--- START ---

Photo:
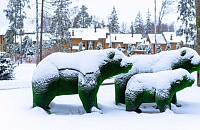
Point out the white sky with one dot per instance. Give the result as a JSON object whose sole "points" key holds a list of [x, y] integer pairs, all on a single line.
{"points": [[126, 10]]}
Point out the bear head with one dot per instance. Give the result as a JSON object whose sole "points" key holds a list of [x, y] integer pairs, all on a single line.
{"points": [[188, 59]]}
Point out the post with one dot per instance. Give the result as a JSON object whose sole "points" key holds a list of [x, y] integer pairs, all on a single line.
{"points": [[197, 4], [41, 30], [37, 38]]}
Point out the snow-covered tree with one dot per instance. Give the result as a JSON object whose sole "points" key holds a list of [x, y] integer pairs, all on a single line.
{"points": [[113, 22], [129, 49], [80, 46], [139, 46], [186, 9], [61, 23], [82, 19], [158, 48], [149, 27], [6, 68], [99, 46], [139, 24], [178, 46], [28, 48], [168, 47], [149, 49], [90, 46]]}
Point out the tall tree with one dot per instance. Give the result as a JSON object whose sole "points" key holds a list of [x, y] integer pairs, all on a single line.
{"points": [[60, 25], [139, 24], [15, 14], [113, 22], [197, 5], [82, 19], [149, 27], [186, 9]]}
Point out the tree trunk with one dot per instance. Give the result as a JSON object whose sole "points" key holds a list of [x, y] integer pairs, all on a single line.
{"points": [[197, 4]]}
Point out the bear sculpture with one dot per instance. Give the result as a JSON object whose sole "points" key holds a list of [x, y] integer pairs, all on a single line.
{"points": [[156, 87], [186, 58], [76, 73]]}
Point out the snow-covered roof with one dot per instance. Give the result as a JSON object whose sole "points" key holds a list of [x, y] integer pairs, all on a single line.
{"points": [[3, 30], [159, 38], [169, 35], [125, 38], [89, 33]]}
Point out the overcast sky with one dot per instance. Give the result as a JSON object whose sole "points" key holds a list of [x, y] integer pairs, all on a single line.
{"points": [[126, 10]]}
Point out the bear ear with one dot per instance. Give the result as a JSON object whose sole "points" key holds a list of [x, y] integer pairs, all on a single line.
{"points": [[111, 55], [183, 52]]}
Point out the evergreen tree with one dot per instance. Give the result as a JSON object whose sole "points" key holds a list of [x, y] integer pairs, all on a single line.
{"points": [[149, 25], [186, 9], [60, 25], [83, 19], [178, 46], [158, 48], [113, 22], [80, 46], [99, 46], [28, 47], [90, 47], [139, 46], [168, 47], [149, 49], [6, 68], [139, 25], [129, 49]]}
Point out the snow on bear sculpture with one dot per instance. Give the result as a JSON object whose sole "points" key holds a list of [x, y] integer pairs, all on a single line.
{"points": [[156, 87], [186, 58], [76, 73]]}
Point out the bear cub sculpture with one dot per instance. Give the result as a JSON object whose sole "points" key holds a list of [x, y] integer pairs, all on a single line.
{"points": [[157, 87], [185, 58], [76, 73]]}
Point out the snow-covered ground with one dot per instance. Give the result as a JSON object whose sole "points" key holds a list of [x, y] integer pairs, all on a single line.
{"points": [[16, 112]]}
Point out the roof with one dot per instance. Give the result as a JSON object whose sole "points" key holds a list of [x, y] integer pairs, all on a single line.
{"points": [[168, 36], [125, 38], [89, 33], [159, 37]]}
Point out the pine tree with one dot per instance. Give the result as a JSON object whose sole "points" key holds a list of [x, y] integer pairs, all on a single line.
{"points": [[129, 49], [28, 47], [186, 9], [90, 47], [60, 25], [139, 46], [113, 22], [149, 25], [139, 25], [99, 46], [149, 49], [80, 46], [168, 47], [6, 68], [83, 19], [158, 48]]}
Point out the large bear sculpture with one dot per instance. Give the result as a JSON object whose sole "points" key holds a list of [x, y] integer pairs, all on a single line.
{"points": [[76, 73], [156, 87], [186, 58]]}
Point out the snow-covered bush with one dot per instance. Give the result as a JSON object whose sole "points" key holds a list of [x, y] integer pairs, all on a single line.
{"points": [[99, 46], [6, 68], [186, 58], [76, 73], [157, 87]]}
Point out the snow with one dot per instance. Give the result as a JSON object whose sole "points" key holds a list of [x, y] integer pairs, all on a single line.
{"points": [[162, 61], [154, 82], [67, 111]]}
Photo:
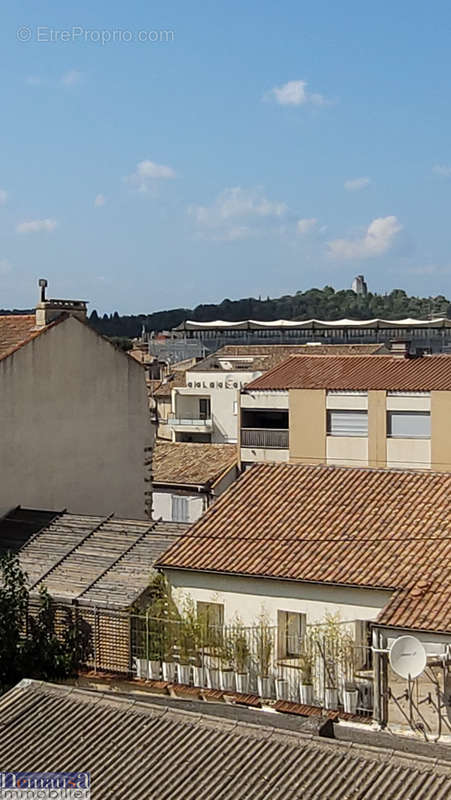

--- END ---

Exercise details: Please set down exactly the lines from the one holding "Point out the snow with" through the last line of the entries, both ends included, and skip pictures.

Written response:
Point out the snow with one dot per instance. Give the result as a JSON object whose sole "points" key holds a list of [x, y] integer pairs, all on a single line.
{"points": [[162, 61], [154, 82], [67, 111]]}
Photo:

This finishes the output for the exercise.